--- begin Passage shown ---

David Weekley Homes’ long reach requires eight area presidents. Seated, left to right: Jim Rado, Rick Moore, Ladd Fargo, and Walter Watson; standing: Randy Braden, Jon Calbert, Ken McDonald, and Steve Ebensberger.
The company moved north of the Mason-Dixon line in 2011 when it purchased a large number of entitled lots in Indianapolis that had previously been owned by Estridge Communities. Later, the company acquired the widely admired T.W. Lewis company in Phoenix. And most recently, the company expanded into the Salt Lake City market at the invitation of global mining giant Rio Tinto and its subsidiary Kennecott Land, which own the massive and hot-selling master-planned community Daybreak in South Jordan, Utah. Presently the company is building and selling well in three Daybreak neighborhoods. The company’s Utah success is particularly notable in light of the number of national builders who entered the market only to retreat later. The company culture, says John Johnson, helps keep it from making erroneous assumptions about new markets and to be very respectful of local design and sales nuances.
The company’s strategy on land is a simple one (see sidebar on previous page). It only options lots for anywhere from 5 to 20 percent of their value. Dating back to the oil-and-gas bust that crippled the Houston market in the early ‘80s, the company has stayed out of the land development business—except in rare instances—and has focused exclusively on building new homes. Today, its average cost for optioning all of its lots is slightly more than 5 percent. This strategy helped the company get through the downturn in relatively good financial shape, says Johnson. “We have a get-rich-slow and a get-poor-slow model of doing business.”
The company maintains secured lines of credit with more than a dozen lending institutions and for many years this was the extent of its debt. Early this year, however, the company accessed the public debt market, selling $200 million in bonds at 6 percent interest, says its Chief Financial Officer Heather Humphrey, a rate that reflects the lowest afforded any private builder in similar debt offerings (see sidebar on page 30). Public builders, like our 2012 Builder of the Year Toll Brothers Inc., have been able to access the debt markets for much lower rates and for larger offerings; but Weekley and other privates have the benefit of being able to access the public markets without all of the sometimes onerous and intrusive Securities and Exchange Commission filings that fuel short-term expectations and sometimes create an atmosphere of short-term decision-making in public companies, says Weekley.
“If you go public, your goals change,” he adds. “My goals are long term. To me, when you are put into public scrutiny—what your earnings were this quarter—it kind of changes the way you think. Public companies cannot give the profit sharing that I can. They cannot give 20 percent of their pretax earnings to charitable endeavors. So, to me, being private and being able to share the wealth, so to speak, is a way that allows us to behave better over the long term.”

--- end Passage shown ---
--- begin Material provided ---

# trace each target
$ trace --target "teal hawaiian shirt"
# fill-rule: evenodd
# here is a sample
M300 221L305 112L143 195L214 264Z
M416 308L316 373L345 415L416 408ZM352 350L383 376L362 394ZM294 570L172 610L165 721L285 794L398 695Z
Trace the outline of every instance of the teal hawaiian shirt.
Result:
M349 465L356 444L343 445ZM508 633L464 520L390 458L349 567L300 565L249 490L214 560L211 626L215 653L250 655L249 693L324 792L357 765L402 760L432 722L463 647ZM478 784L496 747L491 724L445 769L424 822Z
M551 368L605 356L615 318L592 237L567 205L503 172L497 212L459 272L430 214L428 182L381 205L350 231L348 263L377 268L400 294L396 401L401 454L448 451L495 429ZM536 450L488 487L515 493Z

--- end Material provided ---

_Set of tasks_:
(1) Copy the stretch of the homebuilder profile from "The company moved" through "and sales nuances.".
(2) Rewrite all the records with "teal hawaiian shirt" swapped for "striped polo shirt" and every other character left unchanged.

_Task results_:
(1)
The company moved north of the Mason-Dixon line in 2011 when it purchased a large number of entitled lots in Indianapolis that had previously been owned by Estridge Communities. Later, the company acquired the widely admired T.W. Lewis company in Phoenix. And most recently, the company expanded into the Salt Lake City market at the invitation of global mining giant Rio Tinto and its subsidiary Kennecott Land, which own the massive and hot-selling master-planned community Daybreak in South Jordan, Utah. Presently the company is building and selling well in three Daybreak neighborhoods. The company’s Utah success is particularly notable in light of the number of national builders who entered the market only to retreat later. The company culture, says John Johnson, helps keep it from making erroneous assumptions about new markets and to be very respectful of local design and sales nuances.

(2)
# trace each target
$ trace --target "striped polo shirt"
# fill-rule: evenodd
# here is a sample
M300 221L305 112L143 195L214 264Z
M416 308L316 373L345 415L416 408ZM352 350L383 376L362 394ZM294 570L172 610L165 721L285 794L398 695Z
Trace the outline of every instance of the striped polo shirt.
Result:
M349 465L356 444L343 445ZM508 633L464 520L390 458L349 567L300 565L249 490L214 560L211 626L215 653L250 655L249 693L324 792L357 765L402 760L432 722L463 647ZM478 784L496 747L491 724L445 769L424 822Z
M551 368L605 356L615 318L592 237L567 205L503 172L497 212L459 272L430 214L428 182L381 205L350 231L348 263L377 268L400 294L396 401L401 454L448 451L495 429ZM536 450L488 487L515 493Z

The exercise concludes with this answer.